What needs to be done: Arrange the data as a Markdown table with the columns Row and Line, starting at the first line and going on through the line that contains "(1072, 579)". Give each row a number and skip any blank lines.

Materials provided:
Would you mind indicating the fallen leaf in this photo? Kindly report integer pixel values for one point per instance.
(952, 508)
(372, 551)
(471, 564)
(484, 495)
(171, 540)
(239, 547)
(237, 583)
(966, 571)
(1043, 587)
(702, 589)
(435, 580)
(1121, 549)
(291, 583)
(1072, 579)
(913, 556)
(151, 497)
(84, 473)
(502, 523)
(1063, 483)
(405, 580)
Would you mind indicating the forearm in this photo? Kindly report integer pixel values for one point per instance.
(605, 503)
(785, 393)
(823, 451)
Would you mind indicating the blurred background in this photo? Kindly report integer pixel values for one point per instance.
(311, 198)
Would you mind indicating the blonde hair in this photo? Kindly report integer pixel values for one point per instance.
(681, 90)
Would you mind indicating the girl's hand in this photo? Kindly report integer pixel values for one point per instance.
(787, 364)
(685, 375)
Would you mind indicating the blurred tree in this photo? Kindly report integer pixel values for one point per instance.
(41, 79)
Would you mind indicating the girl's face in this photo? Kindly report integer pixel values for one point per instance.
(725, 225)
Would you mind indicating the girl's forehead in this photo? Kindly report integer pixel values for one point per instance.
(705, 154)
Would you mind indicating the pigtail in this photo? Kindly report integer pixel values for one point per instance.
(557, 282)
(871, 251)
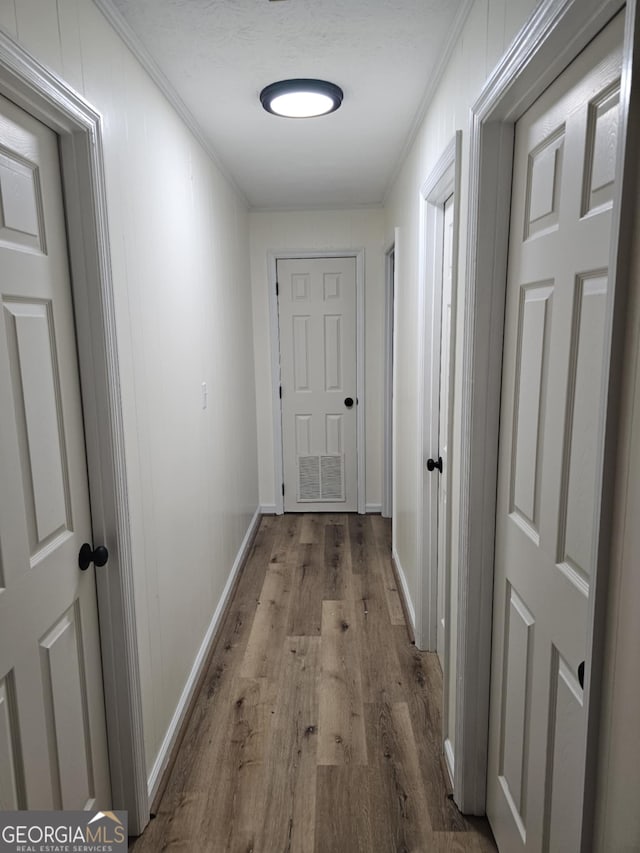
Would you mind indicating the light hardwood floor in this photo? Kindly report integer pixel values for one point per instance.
(317, 728)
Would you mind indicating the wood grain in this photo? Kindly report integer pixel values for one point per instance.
(318, 725)
(341, 736)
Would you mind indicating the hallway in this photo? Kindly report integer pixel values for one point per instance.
(317, 724)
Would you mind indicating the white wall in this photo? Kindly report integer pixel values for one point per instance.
(180, 240)
(322, 231)
(488, 31)
(490, 27)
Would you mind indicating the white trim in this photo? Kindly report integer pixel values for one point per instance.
(387, 450)
(443, 181)
(554, 35)
(175, 726)
(406, 595)
(78, 125)
(140, 52)
(273, 256)
(449, 759)
(432, 87)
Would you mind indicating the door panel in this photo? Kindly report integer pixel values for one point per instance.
(443, 428)
(550, 450)
(317, 317)
(52, 728)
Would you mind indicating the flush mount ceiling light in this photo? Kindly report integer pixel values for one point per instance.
(301, 98)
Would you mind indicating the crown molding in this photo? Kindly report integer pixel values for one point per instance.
(148, 63)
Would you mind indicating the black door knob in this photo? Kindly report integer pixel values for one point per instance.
(87, 555)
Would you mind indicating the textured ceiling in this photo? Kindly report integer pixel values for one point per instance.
(219, 54)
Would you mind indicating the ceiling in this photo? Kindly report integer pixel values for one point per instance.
(219, 54)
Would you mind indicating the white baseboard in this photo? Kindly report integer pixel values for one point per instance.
(410, 610)
(166, 748)
(449, 759)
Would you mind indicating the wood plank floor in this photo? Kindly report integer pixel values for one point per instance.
(317, 728)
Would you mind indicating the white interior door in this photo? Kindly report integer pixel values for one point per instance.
(317, 317)
(550, 450)
(443, 430)
(52, 729)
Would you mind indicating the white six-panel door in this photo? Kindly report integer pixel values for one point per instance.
(552, 400)
(52, 728)
(317, 322)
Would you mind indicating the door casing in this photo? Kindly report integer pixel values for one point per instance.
(272, 260)
(47, 98)
(442, 182)
(389, 323)
(554, 35)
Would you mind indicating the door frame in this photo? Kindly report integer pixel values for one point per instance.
(78, 126)
(443, 181)
(389, 314)
(273, 257)
(554, 35)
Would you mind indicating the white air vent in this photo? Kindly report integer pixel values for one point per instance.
(321, 478)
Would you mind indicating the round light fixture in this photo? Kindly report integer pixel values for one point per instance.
(301, 98)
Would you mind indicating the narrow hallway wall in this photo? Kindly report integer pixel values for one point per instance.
(489, 29)
(180, 253)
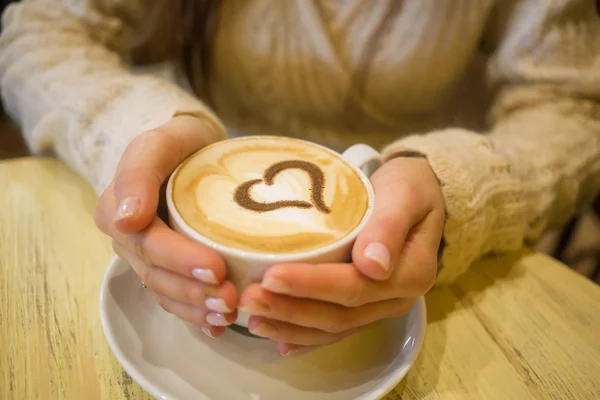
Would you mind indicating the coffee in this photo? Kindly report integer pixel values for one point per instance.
(269, 195)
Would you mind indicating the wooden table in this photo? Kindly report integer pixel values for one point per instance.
(518, 327)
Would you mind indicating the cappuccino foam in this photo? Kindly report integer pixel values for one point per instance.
(269, 195)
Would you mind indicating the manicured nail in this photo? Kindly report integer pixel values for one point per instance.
(292, 348)
(378, 253)
(217, 319)
(276, 285)
(128, 207)
(205, 275)
(263, 329)
(207, 331)
(255, 307)
(217, 305)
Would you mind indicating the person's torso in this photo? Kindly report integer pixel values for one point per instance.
(347, 71)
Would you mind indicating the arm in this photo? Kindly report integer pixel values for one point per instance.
(64, 79)
(540, 161)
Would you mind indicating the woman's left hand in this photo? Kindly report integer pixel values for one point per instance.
(394, 261)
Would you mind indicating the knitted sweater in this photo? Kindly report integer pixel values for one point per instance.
(290, 67)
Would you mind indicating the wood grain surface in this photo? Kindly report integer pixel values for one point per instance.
(517, 327)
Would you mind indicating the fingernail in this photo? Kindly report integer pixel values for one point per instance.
(292, 349)
(378, 253)
(255, 307)
(263, 329)
(276, 285)
(128, 207)
(217, 305)
(205, 275)
(217, 319)
(207, 331)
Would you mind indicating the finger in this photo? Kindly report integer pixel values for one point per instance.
(221, 299)
(159, 245)
(343, 284)
(340, 284)
(198, 316)
(287, 349)
(399, 205)
(327, 317)
(212, 331)
(284, 332)
(148, 161)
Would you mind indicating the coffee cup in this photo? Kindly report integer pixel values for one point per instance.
(259, 201)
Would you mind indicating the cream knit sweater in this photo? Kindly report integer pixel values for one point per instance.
(286, 67)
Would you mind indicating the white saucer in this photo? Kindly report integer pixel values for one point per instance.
(173, 361)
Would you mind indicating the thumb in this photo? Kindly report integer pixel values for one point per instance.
(399, 205)
(147, 163)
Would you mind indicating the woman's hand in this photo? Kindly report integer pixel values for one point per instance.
(187, 278)
(394, 261)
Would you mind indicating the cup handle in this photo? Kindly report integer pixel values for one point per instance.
(364, 157)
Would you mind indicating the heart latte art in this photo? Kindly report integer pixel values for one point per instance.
(269, 195)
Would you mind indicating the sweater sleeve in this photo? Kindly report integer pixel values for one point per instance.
(540, 160)
(66, 79)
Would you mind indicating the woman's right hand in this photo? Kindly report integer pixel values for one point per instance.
(187, 278)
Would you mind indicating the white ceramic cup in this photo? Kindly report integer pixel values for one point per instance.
(246, 267)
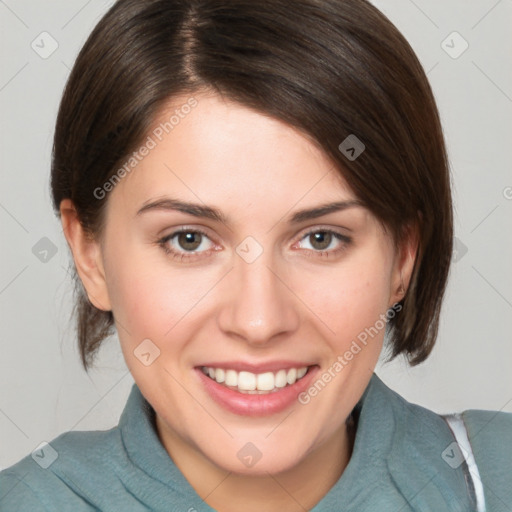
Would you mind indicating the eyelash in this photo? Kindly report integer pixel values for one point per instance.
(163, 243)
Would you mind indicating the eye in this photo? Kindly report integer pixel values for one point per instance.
(324, 242)
(186, 243)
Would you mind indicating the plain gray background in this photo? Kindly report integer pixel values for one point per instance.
(43, 389)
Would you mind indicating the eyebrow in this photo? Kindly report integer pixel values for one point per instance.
(208, 212)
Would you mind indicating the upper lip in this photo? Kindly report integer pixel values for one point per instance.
(269, 366)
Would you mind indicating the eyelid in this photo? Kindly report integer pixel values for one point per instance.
(327, 229)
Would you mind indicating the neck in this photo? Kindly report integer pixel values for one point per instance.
(297, 489)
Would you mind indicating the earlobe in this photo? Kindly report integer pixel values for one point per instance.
(405, 263)
(87, 256)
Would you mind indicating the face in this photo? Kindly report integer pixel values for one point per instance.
(219, 266)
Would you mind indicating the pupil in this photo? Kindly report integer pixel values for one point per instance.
(189, 241)
(321, 240)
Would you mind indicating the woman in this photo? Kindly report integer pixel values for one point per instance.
(255, 194)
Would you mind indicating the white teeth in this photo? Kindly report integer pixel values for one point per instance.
(265, 381)
(291, 376)
(280, 379)
(231, 378)
(248, 382)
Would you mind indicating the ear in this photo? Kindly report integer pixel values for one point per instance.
(404, 263)
(87, 256)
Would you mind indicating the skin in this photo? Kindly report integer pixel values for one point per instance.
(294, 302)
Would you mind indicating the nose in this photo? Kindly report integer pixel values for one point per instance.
(259, 304)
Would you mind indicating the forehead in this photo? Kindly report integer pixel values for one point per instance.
(218, 151)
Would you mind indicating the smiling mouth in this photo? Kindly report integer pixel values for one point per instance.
(255, 383)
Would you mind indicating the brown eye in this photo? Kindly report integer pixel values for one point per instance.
(320, 240)
(189, 240)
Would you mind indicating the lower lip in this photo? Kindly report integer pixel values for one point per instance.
(256, 405)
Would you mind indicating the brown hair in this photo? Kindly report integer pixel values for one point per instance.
(329, 68)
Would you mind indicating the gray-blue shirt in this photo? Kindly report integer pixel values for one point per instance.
(399, 463)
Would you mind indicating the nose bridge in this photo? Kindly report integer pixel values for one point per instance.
(259, 306)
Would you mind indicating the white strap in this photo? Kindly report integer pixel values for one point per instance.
(456, 423)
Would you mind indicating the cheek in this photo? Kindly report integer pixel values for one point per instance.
(152, 299)
(350, 297)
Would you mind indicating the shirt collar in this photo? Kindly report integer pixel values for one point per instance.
(394, 440)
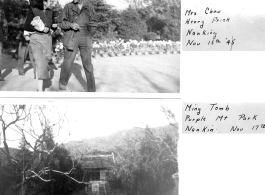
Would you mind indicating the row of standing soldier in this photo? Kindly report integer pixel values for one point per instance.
(78, 21)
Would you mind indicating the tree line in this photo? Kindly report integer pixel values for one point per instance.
(145, 164)
(148, 20)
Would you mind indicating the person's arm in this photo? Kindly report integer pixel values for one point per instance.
(4, 22)
(27, 25)
(93, 21)
(64, 22)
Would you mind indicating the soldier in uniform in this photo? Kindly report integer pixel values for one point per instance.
(3, 31)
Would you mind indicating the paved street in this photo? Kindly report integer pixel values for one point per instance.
(130, 74)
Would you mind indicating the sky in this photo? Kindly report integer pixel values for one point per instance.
(117, 3)
(102, 117)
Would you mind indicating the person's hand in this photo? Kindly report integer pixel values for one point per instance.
(46, 30)
(27, 38)
(75, 26)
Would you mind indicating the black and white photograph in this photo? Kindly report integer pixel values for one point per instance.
(93, 147)
(127, 46)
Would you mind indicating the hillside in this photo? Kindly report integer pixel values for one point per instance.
(117, 140)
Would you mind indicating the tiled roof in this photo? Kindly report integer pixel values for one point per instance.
(98, 161)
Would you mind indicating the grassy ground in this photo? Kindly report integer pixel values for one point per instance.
(131, 74)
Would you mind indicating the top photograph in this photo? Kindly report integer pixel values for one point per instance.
(124, 46)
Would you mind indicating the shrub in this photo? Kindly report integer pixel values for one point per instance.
(150, 36)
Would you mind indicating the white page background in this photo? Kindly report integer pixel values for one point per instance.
(222, 164)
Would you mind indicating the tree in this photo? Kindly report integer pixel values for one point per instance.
(37, 160)
(130, 25)
(148, 164)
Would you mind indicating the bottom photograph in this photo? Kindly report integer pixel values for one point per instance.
(92, 146)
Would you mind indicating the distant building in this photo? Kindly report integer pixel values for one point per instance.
(97, 170)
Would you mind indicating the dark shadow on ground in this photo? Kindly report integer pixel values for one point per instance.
(76, 71)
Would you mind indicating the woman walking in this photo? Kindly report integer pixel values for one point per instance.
(39, 23)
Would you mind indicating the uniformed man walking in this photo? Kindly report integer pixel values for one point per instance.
(79, 25)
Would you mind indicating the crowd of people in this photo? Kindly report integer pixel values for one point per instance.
(78, 21)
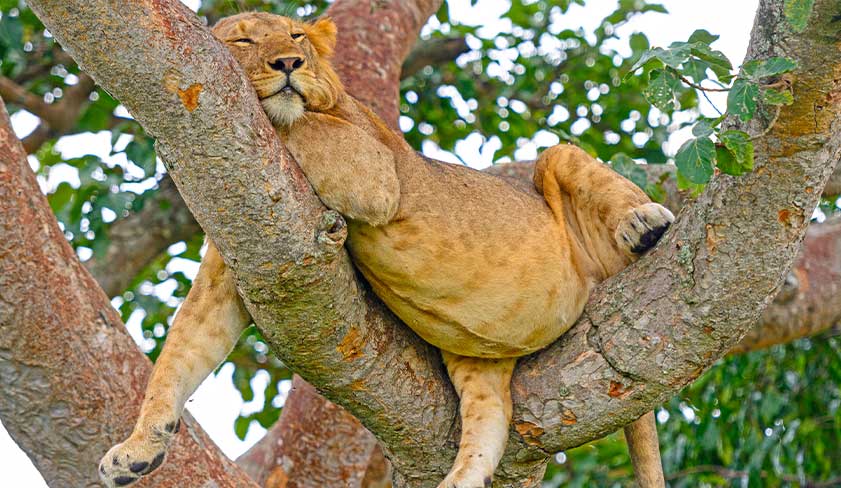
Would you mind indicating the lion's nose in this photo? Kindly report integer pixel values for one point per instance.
(286, 65)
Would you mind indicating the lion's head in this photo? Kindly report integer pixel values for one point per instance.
(286, 60)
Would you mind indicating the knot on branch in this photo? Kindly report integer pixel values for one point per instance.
(332, 231)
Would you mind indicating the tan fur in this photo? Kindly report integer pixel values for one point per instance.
(477, 267)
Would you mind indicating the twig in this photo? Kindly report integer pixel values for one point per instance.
(702, 88)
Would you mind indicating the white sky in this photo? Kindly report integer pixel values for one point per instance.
(216, 404)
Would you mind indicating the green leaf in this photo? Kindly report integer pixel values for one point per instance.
(695, 158)
(61, 196)
(241, 425)
(661, 88)
(797, 13)
(696, 69)
(684, 184)
(764, 68)
(639, 42)
(741, 101)
(703, 37)
(627, 167)
(702, 129)
(740, 145)
(141, 151)
(777, 97)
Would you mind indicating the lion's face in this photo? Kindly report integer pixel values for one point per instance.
(286, 60)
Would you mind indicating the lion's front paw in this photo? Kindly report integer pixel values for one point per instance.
(138, 456)
(468, 477)
(641, 228)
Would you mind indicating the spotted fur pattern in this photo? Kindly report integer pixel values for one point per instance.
(484, 271)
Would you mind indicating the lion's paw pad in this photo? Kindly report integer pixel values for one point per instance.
(127, 462)
(466, 478)
(641, 228)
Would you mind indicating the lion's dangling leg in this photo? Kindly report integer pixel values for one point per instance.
(644, 446)
(205, 330)
(484, 390)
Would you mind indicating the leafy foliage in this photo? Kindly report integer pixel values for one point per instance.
(515, 91)
(690, 63)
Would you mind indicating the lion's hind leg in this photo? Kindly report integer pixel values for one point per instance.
(604, 196)
(483, 387)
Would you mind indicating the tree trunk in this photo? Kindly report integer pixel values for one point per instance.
(645, 333)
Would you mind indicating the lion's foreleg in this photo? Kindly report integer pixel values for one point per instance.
(205, 330)
(483, 387)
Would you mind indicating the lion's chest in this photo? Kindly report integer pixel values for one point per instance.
(499, 284)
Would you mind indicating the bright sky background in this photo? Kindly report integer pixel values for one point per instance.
(216, 404)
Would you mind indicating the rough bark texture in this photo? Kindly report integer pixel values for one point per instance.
(71, 376)
(808, 301)
(644, 335)
(374, 39)
(320, 444)
(334, 453)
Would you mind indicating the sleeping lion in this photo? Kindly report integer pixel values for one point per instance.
(480, 269)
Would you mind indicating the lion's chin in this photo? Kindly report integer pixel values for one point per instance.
(283, 108)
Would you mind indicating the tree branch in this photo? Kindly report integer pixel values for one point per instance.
(659, 324)
(70, 374)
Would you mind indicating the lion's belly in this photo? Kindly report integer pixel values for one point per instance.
(500, 290)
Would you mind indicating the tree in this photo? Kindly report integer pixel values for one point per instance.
(702, 263)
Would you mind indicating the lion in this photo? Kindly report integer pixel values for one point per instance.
(481, 269)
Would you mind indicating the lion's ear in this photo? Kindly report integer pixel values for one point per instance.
(322, 35)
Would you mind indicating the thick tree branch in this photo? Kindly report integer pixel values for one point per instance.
(320, 445)
(70, 374)
(659, 324)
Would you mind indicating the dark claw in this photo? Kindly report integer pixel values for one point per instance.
(155, 463)
(124, 480)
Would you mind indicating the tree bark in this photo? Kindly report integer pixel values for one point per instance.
(645, 333)
(72, 378)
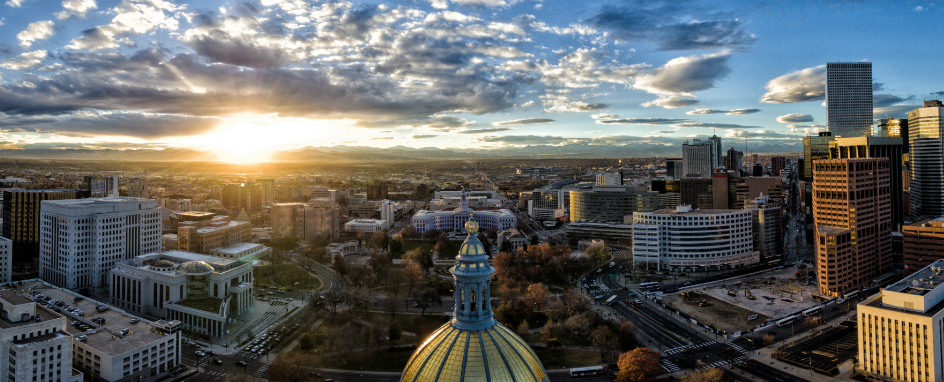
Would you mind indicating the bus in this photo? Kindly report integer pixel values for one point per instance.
(786, 321)
(586, 371)
(648, 285)
(812, 311)
(611, 300)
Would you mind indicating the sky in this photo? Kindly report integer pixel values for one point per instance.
(242, 78)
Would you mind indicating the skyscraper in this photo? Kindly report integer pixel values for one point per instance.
(852, 213)
(21, 223)
(849, 98)
(926, 138)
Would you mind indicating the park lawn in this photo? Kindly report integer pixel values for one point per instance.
(558, 358)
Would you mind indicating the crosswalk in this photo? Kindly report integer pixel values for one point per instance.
(688, 347)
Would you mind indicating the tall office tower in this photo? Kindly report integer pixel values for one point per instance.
(21, 223)
(777, 164)
(877, 147)
(387, 212)
(82, 239)
(922, 243)
(696, 160)
(849, 98)
(900, 329)
(766, 222)
(734, 161)
(247, 197)
(137, 187)
(926, 138)
(268, 191)
(102, 186)
(815, 147)
(852, 213)
(673, 168)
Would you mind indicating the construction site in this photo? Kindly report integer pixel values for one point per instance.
(744, 303)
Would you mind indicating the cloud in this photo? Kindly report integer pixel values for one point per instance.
(485, 130)
(526, 121)
(39, 30)
(641, 121)
(883, 100)
(709, 125)
(794, 118)
(25, 60)
(673, 26)
(684, 75)
(76, 8)
(800, 86)
(728, 112)
(671, 102)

Result:
| Row | Line |
|---|---|
| 1 | Would you mind indicating the fallen leaf in this photo? Kindly report integer pixel values for one point per instance. |
| 2 | (952, 508) |
| 3 | (372, 551) |
| 4 | (471, 564) |
| 5 | (484, 495) |
| 6 | (171, 540) |
| 7 | (239, 547) |
| 8 | (237, 583) |
| 9 | (966, 571) |
| 10 | (1043, 587) |
| 11 | (702, 589) |
| 12 | (435, 580) |
| 13 | (1121, 549) |
| 14 | (291, 583) |
| 15 | (1072, 579) |